----- Exercise passage

Figure 4 illustrates the training and validation loss trajectories of the proposed model over 250 epochs on the OASIS and ADNI datasets. For the OASIS dataset, both losses decline sharply during the initial epochs and then stabilize. The validation loss remains close to the training loss, suggesting effective generalization and minimal risk of overfitting. Similarly, the ADNI dataset shows a rapid early decrease in losses, with the validation curve closely tracking the training curve. The consistent closeness and convergence of the training and validation curves across epochs indicate that the model learns generalizable patterns rather than memorizing specific data points. Toward the later epochs, both losses remain relatively stable, reinforcing the model’s strong generalization capability. Overall, the parallel decrease in training and validation losses across both datasets highlights the proposed model’s robustness and suitability for real-world deployment, where reliable performance on new, unseen data, such as inpatient diagnosis, is critical.

Fig. 4: Training and validation loss curves across 250 epochs.

Legend: a The OASIS dataset and b The ADNI dataset.

Figure 5 compares the accuracy trajectories of the proposed model with and without active learning across the OASIS and ADNI datasets. On the OASIS dataset, the model with active learning demonstrated a sharp increase in accuracy from 65% to 88% as more labeled data was included. In comparison, the model without active learning only reached around 72%. This highlights the efficiency of active learning in leveraging labeled samples. A similar but more pronounced pattern emerged in the ADNI dataset. Although the active learning model started at 60%, it quickly surpassed the non-active learning model, achieving nearly 90% accuracy compared to approximately 70% without active learning. This greater gap in ADNI highlights the adaptability of active learning to complex datasets. The analysis reveals that incorporating active learning significantly enhances model performance across both datasets, enabling higher accuracy with fewer labeled examples and demonstrating its robustness in data-scarce environments.

Fig. 5: Accuracy trajectories for the proposed model with and without active learning.

Legend: a The OASIS dataset and b The ADNI dataset.

----------
----- Given entries

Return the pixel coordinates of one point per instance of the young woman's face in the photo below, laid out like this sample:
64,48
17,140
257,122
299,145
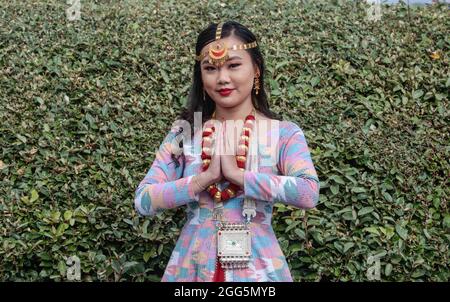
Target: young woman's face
237,73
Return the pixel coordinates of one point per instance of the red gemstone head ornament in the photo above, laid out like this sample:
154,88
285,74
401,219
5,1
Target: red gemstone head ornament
218,51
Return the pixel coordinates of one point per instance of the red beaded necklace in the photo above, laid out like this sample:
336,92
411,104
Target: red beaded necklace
243,145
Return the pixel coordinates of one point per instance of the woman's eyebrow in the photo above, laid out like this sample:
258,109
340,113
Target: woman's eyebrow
229,59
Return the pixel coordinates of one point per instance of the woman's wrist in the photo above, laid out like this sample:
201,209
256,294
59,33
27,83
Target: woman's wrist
202,180
237,177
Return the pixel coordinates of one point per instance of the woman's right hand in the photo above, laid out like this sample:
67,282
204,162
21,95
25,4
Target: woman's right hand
214,172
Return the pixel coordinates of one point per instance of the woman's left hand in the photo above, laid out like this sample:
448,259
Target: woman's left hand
231,171
229,167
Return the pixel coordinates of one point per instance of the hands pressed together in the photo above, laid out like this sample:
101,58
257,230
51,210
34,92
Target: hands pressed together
223,165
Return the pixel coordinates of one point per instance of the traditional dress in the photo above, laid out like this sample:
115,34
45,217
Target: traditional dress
284,173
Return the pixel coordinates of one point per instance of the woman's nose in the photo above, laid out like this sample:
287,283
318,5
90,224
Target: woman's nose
224,76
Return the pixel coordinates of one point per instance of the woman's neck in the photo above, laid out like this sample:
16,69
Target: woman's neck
239,112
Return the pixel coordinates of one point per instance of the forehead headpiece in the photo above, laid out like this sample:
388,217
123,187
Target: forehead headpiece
218,51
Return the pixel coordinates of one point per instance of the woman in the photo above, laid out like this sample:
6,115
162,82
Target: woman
229,197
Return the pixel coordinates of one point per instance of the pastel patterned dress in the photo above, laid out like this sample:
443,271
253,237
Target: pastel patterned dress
285,173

----------

_Check your understanding_.
1 – In the model-evaluation passage, roughly what accuracy did the model without active learning reach on the OASIS dataset?
2 – Continue the model-evaluation passage from its last line.

_Task-by-task results_.
1 – Around 72%.

2 –
Figure 6 illustrates the distribution of decision-making times for the proposed model on the OASIS and ADNI datasets within real-time bidding (RTB) environments. For the OASIS dataset, most decisions occurred between 60 and 80 ms, with a peak at around 70 ms, demonstrating fast and consistent performance. A slight tail beyond 80 ms suggests occasional complexity in the input data. Similarly, the ADNI dataset exhibited decision times clustering around 70 ms. However, the slightly broader spread indicates greater variability in the dataset. Despite this, the model maintained most decision times within the 60–80 ms range, confirming its robustness. Overall, the model demonstrated efficient and reliable decision-making across both datasets, making it highly suitable for RTB environments where rapid processing is crucial. Its ability to maintain consistent speed across datasets with different characteristics highlights its adaptability. This ensures that the model can meet real-time demands without compromising accuracy or reliability.

Fig. 6

Distribution of decision-making times for the proposed model across OASIS and ADNI datasets in RTB environments.

Examination of the robustness

To assess the resilience and flexibility of our proposed model against adversarial threats, we employed the Fast Gradient Sign Method (FGSM)⁵³ to test our model on the OASIS and ADNI datasets, evaluating its performance when confronted with adversarially modified inputs. These modifications are designed to mimic potential real-world disturbances, making such tests crucial for verifying the dependability of neural network models under adversarial conditions.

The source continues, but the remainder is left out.